## WORK ITEM
Please print the entire article below about the shoeshiner's charity donations, word for word.

## PASSAGE TO READ

SHOESHINER GIVES $89,000 TO CHARITY

September 24, 2003 PITTSBURGH (AP)

myhero.com

by
Allison Schlesinger
Associated Press Writer

Albert Lexie, 61, shines the shoes of Dr. Mike Painter, a neurologist at Children's Hospital of Pittsburgh, in his office Tuesday, Sept. 23, 2003, in Pittsburgh. Since February 1981, Lexie has donated his shoeshine tip money, some $89,000, to Children's Hospital's Free Care Fund. (AP Photo/Gene J. Puskar)

Just as he's done for more than two decades, Albert Lexie gets out of bed at 5 a.m. every Tuesday and Thursday, takes two buses to the Children's Hospital of Pittsburgh and makes his rounds offering shoe shines for $3.
Also every Tuesday, Lexie goes to an office building about three blocks from the hospital and hands over his weekly donation shoeshine tips, gifts from customers and contributions to the hospital's Free Care Fund.

Lexie's efforts make about $10,000 every year, and he's donated more than $89,000 since February 1981 to the fund, which helps pay for medical care to pediatric patients regardless of their families' ability to pay.

## INFORMATION SHOWN

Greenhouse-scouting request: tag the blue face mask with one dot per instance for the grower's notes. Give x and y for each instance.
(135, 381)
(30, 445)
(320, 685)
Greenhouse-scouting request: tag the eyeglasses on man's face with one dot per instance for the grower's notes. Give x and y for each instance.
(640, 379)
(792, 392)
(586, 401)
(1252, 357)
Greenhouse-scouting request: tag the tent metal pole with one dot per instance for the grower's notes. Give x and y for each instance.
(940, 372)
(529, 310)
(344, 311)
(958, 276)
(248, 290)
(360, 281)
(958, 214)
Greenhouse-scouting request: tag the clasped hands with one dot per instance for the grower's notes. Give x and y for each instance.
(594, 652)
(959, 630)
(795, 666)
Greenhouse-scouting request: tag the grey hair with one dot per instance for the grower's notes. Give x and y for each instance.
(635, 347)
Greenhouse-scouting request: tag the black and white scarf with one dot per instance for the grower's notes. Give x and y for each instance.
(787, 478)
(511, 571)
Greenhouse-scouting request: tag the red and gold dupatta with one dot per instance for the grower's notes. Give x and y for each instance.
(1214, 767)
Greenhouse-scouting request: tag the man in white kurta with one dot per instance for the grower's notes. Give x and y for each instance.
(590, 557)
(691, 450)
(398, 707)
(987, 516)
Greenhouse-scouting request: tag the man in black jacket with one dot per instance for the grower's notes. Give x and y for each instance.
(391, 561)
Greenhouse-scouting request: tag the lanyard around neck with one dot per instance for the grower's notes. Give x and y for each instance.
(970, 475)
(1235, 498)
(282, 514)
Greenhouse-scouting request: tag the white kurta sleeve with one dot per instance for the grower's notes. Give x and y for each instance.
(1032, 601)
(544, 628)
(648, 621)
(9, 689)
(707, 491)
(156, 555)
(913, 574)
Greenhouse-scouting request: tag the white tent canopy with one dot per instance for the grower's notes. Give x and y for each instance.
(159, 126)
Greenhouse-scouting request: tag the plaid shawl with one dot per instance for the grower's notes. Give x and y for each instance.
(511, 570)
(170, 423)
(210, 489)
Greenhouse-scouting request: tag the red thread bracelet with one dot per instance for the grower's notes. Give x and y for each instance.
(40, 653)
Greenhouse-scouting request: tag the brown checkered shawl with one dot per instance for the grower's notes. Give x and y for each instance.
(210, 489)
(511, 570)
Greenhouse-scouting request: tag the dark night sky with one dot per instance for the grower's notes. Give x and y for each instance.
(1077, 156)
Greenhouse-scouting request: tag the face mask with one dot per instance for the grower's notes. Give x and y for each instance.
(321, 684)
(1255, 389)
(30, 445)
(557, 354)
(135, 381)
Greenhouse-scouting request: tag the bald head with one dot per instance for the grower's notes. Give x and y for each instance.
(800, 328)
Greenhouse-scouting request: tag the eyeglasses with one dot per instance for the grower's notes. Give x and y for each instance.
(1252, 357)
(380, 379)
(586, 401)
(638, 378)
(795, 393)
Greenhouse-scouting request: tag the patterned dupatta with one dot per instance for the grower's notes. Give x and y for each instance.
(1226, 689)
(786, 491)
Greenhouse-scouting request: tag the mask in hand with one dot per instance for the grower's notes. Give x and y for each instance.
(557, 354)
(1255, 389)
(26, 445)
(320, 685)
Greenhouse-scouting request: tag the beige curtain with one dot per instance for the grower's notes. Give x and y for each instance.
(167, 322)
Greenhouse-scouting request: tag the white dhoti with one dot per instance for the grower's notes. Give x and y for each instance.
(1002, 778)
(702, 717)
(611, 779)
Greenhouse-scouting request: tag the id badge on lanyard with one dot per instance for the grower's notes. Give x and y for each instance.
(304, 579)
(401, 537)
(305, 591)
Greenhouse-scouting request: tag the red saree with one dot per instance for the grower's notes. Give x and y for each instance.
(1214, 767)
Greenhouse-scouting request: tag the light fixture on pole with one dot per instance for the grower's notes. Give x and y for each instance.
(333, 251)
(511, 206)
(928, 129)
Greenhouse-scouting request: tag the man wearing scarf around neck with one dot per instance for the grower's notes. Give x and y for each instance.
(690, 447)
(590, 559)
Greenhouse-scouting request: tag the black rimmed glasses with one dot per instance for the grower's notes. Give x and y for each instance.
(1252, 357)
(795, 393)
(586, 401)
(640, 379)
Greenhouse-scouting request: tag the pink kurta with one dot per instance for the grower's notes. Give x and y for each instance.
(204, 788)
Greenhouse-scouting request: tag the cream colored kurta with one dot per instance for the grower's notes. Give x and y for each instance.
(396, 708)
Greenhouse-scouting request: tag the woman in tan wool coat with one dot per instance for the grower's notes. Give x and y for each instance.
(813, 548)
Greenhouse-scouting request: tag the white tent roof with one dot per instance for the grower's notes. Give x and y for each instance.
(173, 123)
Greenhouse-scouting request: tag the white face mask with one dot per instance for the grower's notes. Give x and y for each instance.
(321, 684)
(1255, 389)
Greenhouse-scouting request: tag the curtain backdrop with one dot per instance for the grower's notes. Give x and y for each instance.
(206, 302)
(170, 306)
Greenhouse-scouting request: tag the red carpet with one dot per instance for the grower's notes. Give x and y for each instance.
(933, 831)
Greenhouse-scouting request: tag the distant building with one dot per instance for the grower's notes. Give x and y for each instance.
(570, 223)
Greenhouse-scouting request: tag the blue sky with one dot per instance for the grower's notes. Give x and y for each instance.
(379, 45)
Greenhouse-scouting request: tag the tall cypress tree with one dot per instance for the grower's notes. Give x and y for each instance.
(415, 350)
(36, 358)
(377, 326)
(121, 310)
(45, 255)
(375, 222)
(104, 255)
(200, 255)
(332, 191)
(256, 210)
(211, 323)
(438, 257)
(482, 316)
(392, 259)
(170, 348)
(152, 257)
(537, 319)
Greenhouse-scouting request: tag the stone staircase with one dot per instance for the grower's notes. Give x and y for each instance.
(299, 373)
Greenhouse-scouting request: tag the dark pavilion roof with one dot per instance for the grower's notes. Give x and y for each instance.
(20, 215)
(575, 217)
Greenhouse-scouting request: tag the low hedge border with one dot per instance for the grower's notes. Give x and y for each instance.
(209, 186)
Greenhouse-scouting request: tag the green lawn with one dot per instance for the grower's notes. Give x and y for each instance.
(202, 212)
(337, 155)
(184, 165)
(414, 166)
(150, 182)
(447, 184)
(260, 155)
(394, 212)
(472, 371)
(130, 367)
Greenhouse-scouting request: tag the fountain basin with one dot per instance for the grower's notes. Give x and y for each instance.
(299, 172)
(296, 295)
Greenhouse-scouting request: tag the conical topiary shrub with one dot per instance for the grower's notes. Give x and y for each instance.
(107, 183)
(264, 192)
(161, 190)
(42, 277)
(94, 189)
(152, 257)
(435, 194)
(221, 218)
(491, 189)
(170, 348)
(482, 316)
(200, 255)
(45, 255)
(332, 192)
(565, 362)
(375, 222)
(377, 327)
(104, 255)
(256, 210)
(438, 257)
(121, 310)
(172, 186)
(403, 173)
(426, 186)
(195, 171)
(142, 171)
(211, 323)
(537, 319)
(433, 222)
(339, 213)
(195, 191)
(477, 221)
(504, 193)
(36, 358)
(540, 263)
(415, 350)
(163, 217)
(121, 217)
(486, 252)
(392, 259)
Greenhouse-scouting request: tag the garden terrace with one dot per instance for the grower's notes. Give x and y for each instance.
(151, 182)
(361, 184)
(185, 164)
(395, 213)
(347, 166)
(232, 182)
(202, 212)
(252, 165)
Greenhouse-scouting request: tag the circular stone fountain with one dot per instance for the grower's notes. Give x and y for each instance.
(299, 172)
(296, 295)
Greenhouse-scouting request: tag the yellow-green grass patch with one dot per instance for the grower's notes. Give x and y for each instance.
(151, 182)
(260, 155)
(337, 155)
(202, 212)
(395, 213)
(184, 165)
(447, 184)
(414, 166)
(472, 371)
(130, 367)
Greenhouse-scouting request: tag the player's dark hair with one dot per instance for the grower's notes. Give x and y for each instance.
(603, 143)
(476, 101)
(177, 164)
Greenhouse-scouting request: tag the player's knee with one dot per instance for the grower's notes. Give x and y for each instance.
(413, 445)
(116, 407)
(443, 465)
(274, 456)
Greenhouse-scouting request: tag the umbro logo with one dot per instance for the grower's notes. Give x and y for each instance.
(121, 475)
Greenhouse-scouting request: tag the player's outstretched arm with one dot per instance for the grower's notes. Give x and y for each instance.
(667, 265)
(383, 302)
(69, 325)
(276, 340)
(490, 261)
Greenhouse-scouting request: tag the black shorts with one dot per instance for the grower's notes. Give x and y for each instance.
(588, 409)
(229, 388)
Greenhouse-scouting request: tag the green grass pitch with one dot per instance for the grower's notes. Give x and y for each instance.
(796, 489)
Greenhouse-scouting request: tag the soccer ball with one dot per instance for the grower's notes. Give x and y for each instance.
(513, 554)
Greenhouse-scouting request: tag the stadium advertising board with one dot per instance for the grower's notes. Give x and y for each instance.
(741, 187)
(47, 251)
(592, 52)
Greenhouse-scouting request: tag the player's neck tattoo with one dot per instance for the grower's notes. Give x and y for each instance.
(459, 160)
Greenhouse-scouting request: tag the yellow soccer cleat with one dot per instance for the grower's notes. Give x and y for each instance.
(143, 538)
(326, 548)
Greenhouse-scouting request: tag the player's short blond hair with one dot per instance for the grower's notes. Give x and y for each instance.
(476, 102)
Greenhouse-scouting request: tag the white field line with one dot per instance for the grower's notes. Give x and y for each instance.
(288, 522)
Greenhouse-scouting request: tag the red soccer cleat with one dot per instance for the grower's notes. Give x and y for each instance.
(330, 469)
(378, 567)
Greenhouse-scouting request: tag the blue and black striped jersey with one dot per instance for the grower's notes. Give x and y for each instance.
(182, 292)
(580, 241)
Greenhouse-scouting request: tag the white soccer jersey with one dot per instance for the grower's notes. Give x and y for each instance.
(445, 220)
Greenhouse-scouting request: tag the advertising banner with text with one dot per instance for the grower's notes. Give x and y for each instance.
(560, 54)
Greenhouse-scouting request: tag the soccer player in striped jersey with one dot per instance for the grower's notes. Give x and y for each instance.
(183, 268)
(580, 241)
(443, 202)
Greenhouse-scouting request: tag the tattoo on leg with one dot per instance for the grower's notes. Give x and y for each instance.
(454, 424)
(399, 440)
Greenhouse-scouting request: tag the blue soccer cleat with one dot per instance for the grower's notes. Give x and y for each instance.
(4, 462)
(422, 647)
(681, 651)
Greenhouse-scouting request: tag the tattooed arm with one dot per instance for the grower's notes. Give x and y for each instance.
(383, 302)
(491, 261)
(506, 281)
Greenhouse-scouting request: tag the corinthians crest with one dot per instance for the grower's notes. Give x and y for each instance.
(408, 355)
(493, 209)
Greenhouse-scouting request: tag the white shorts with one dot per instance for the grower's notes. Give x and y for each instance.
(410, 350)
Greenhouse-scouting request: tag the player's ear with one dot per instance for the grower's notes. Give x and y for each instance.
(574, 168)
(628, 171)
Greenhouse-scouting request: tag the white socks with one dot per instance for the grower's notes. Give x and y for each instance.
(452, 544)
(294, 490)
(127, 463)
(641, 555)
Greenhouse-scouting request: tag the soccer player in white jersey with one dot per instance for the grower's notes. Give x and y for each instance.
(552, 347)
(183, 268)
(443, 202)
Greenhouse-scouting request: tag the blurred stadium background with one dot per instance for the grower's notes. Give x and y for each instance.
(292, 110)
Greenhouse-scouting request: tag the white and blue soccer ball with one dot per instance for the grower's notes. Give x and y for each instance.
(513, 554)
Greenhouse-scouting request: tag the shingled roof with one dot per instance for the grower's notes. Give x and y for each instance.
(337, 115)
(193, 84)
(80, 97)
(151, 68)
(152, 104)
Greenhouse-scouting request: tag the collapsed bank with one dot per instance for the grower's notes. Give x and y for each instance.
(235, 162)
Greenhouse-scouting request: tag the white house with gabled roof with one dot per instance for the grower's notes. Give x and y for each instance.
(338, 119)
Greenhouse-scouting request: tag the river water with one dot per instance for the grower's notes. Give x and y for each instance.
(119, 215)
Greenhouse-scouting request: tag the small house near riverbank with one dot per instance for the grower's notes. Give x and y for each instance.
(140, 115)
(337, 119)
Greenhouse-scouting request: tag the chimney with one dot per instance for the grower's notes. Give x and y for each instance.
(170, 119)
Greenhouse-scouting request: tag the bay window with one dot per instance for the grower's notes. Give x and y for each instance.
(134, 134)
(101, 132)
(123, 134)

## TASK SOLUTION
SHOESHINER GIVES $89,000 TO CHARITY

September 24, 2003 PITTSBURGH (AP)

myhero.com

by
Allison Schlesinger
Associated Press Writer

Albert Lexie, 61, shines the shoes of Dr. Mike Painter, a neurologist at Children's Hospital of Pittsburgh, in his office Tuesday, Sept. 23, 2003, in Pittsburgh. Since February 1981, Lexie has donated his shoeshine tip money, some $89,000, to Children's Hospital's Free Care Fund. (AP Photo/Gene J. Puskar)

Just as he's done for more than two decades, Albert Lexie gets out of bed at 5 a.m. every Tuesday and Thursday, takes two buses to the Children's Hospital of Pittsburgh and makes his rounds offering shoe shines for $3.
Also every Tuesday, Lexie goes to an office building about three blocks from the hospital and hands over his weekly donation shoeshine tips, gifts from customers and contributions to the hospital's Free Care Fund.

Lexie's efforts make about $10,000 every year, and he's donated more than $89,000 since February 1981 to the fund, which helps pay for medical care to pediatric patients regardless of their families' ability to pay.